Your task: Take the line that contains "Where can you see the microphone windscreen?" as the first and the last line of the material as the final one; set down exactly the lines in that span.

Supplied material:
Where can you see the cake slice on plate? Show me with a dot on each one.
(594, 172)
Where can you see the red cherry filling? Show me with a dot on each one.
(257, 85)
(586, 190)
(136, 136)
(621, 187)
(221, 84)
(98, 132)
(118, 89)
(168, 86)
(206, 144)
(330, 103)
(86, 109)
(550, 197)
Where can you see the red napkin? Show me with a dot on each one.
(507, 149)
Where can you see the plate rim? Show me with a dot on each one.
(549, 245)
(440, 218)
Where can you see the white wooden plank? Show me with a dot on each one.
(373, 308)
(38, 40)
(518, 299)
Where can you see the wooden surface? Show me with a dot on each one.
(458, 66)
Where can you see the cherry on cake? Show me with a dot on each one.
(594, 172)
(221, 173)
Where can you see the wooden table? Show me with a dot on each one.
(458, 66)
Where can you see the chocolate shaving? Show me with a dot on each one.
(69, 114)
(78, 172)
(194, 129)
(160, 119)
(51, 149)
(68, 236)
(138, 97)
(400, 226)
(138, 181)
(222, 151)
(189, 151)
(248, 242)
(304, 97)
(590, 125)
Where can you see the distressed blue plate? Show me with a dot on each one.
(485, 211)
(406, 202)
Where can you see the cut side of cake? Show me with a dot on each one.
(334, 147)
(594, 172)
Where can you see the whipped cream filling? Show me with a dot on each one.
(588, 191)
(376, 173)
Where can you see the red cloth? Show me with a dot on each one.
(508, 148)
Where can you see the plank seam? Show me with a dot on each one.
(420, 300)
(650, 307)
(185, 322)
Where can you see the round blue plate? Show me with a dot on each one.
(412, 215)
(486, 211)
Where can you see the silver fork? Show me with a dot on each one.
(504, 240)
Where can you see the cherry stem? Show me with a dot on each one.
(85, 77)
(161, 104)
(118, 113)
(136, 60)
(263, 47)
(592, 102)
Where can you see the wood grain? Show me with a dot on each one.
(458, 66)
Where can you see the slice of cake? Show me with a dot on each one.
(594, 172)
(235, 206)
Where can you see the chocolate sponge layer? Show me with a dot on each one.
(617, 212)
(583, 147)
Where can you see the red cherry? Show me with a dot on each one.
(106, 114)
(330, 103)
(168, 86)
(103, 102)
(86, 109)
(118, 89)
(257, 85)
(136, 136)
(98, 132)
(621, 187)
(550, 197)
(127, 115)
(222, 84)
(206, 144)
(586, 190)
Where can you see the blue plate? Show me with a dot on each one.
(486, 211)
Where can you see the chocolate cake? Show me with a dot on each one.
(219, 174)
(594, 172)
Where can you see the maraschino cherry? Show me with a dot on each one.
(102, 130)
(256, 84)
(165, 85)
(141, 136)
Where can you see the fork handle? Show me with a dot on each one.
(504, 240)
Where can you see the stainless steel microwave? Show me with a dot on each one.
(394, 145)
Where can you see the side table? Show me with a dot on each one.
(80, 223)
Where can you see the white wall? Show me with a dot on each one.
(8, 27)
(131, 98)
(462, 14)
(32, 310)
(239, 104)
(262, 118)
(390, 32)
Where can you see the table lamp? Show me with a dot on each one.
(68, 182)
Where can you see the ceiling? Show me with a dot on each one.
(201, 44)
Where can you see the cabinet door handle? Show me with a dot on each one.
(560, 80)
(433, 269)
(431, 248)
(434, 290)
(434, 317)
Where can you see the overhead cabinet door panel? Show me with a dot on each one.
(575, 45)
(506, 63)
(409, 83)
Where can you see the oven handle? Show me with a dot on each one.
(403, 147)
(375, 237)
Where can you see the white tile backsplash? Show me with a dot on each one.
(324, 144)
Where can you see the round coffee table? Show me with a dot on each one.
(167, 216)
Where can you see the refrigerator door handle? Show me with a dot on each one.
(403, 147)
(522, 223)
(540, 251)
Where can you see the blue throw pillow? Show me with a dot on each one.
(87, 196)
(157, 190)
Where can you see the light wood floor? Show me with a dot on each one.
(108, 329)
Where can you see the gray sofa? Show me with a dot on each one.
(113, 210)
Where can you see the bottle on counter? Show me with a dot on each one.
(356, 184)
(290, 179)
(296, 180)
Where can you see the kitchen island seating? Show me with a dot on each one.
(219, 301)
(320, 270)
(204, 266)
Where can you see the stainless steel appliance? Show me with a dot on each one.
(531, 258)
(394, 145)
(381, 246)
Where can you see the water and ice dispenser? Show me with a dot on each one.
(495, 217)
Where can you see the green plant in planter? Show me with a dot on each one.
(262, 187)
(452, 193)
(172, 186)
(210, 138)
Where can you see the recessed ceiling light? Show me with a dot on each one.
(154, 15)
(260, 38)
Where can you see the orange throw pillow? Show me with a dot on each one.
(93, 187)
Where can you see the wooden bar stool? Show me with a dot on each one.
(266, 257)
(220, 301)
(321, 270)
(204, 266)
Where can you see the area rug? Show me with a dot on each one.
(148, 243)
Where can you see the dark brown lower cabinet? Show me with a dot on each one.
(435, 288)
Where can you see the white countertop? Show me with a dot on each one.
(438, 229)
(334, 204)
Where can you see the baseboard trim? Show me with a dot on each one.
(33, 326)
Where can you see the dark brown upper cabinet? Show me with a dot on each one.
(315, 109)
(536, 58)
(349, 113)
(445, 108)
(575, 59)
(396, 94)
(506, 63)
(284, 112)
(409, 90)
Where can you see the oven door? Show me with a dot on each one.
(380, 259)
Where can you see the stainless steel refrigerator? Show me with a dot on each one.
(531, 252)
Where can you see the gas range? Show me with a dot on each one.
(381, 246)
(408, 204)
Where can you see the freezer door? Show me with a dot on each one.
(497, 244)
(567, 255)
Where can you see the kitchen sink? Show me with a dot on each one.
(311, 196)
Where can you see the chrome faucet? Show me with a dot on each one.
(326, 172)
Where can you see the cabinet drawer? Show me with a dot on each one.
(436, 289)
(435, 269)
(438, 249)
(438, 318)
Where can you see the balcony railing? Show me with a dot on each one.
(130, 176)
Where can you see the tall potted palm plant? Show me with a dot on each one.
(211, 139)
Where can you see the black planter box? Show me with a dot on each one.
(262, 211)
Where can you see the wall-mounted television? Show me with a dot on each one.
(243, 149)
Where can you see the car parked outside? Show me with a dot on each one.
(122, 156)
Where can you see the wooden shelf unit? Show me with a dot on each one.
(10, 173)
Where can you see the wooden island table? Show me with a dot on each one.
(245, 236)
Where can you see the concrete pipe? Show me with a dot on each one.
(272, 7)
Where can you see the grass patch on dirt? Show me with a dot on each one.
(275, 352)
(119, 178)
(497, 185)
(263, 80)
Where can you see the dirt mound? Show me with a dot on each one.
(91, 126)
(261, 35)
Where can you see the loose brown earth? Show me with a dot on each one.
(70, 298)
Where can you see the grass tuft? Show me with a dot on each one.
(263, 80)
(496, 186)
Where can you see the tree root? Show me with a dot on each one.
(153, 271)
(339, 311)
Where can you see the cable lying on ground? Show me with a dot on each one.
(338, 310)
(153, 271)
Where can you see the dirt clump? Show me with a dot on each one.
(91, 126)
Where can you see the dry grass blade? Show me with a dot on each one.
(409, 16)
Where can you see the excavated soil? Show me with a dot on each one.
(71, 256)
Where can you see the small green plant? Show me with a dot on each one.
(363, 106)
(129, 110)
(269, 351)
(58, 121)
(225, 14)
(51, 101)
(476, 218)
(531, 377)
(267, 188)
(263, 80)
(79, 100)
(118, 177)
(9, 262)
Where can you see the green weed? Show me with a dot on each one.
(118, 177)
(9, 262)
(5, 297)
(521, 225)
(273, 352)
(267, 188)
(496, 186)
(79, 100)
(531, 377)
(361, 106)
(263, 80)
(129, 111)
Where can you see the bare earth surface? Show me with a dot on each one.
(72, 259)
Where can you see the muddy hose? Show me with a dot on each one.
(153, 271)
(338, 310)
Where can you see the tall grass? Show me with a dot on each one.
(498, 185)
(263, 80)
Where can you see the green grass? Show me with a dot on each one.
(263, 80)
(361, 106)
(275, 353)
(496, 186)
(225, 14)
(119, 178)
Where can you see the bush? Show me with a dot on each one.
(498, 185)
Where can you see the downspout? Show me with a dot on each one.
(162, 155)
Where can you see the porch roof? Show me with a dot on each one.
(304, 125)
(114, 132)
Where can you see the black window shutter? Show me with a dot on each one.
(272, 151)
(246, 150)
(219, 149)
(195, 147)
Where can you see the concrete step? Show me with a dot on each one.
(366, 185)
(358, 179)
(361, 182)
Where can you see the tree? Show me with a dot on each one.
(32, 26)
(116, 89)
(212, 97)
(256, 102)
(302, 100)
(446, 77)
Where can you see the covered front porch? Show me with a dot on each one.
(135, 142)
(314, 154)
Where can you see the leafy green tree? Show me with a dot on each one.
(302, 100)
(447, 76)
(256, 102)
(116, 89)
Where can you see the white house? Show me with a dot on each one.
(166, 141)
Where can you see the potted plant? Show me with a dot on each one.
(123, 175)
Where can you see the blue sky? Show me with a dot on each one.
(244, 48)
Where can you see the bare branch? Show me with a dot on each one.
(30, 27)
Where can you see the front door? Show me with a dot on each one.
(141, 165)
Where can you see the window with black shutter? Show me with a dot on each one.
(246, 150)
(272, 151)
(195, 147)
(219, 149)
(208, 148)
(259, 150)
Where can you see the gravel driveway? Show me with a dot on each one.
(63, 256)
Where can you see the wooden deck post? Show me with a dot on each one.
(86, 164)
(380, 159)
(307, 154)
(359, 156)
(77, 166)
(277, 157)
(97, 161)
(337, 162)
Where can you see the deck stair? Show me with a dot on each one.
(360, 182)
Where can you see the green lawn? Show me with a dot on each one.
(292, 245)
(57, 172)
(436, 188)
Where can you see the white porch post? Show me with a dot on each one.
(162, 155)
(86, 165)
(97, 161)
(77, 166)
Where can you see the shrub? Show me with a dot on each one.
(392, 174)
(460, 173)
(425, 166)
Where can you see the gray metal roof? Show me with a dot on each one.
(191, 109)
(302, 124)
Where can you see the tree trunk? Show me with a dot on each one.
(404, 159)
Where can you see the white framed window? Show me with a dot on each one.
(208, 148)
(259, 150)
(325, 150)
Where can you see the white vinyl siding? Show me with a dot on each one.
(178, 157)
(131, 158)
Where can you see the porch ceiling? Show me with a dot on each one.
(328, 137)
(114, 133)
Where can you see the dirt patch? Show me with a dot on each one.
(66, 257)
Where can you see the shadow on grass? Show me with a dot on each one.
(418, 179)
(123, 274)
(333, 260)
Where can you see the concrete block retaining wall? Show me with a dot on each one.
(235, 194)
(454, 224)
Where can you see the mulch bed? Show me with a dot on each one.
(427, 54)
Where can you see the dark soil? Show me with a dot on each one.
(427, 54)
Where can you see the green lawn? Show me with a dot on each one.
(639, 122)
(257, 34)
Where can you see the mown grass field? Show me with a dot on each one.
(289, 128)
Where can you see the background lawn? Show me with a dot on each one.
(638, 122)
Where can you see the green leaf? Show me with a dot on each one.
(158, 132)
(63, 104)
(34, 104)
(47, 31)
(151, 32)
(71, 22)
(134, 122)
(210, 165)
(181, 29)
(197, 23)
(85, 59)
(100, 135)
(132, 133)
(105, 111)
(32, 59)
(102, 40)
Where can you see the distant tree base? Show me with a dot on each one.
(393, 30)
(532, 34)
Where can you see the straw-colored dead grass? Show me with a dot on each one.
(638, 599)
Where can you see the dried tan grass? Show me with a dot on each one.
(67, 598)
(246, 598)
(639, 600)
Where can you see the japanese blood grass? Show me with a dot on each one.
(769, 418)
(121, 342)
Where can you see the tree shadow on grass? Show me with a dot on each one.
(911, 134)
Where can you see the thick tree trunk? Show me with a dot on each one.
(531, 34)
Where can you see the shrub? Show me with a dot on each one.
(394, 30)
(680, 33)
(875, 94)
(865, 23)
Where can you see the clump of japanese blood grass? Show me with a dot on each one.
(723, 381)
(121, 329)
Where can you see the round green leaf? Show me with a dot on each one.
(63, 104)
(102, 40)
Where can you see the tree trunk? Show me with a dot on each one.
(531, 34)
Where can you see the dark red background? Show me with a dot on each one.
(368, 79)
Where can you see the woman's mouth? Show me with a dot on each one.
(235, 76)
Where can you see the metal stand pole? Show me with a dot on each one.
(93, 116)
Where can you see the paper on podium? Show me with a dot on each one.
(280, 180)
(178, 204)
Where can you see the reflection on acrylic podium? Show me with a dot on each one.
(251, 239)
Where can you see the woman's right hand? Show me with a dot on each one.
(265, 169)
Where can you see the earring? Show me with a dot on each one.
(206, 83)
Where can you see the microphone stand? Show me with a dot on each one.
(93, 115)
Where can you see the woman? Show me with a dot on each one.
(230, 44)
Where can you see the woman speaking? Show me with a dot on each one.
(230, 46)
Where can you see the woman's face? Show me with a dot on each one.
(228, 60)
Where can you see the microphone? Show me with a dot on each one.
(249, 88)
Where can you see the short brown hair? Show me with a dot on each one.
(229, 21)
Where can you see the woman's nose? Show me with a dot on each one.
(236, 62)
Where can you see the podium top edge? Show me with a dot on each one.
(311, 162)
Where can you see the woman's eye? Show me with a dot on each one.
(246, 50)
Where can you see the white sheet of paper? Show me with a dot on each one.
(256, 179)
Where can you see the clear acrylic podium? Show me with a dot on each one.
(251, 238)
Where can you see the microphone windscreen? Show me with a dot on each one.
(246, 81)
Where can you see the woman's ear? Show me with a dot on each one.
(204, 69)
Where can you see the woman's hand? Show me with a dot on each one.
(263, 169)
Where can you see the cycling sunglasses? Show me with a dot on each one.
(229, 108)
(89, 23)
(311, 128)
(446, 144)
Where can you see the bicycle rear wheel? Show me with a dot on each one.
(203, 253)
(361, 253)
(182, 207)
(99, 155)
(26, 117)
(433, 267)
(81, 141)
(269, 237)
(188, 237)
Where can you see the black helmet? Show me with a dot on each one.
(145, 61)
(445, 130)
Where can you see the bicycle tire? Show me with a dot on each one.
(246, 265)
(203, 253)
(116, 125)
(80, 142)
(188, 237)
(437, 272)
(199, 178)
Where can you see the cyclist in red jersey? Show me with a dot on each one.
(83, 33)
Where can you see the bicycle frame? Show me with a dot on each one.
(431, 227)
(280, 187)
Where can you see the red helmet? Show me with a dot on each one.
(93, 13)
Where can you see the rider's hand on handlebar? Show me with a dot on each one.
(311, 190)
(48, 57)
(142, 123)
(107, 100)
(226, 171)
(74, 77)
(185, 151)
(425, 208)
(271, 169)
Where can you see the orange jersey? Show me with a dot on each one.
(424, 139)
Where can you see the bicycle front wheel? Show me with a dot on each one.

Correct result:
Where can you see the microphone windscreen? Show me with a dot on each one.
(246, 81)
Where can you see the woman's ear? Show me with a dot on each one.
(204, 69)
Where can you see the woman's hand? Show me with a dot on each one.
(263, 169)
Where can you see the cycling sunglasses? Show me with a dot on each one.
(229, 108)
(89, 23)
(311, 128)
(446, 144)
Where can you see the bicycle rear wheel? Show me with a dot on each one.
(203, 253)
(361, 253)
(182, 207)
(99, 155)
(26, 117)
(433, 267)
(81, 141)
(269, 237)
(188, 237)
Where can you see the black helmet? Show me with a dot on each one.
(145, 61)
(445, 130)
Where can you see the bicycle tire? Show me with a dot on each one.
(246, 265)
(203, 253)
(116, 125)
(80, 142)
(188, 237)
(437, 272)
(199, 178)
Where can you see the cyclist in red jersey? Show me with a dot on each one.
(83, 33)
Where can you see the bicycle frame? Show me with a dot on each one.
(431, 227)
(280, 187)
Where can you see the red helmet? Show me with a dot on each one.
(93, 13)
Where can you see the rider's hand on handlebar? Show me with a dot on each one.
(311, 190)
(48, 57)
(142, 123)
(107, 100)
(226, 171)
(74, 77)
(185, 151)
(425, 208)
(271, 169)
Where can you see the orange jersey? Show me with a dot on each one.
(424, 139)
Where can you see the bicycle front wheel? Show me with a dot on each one.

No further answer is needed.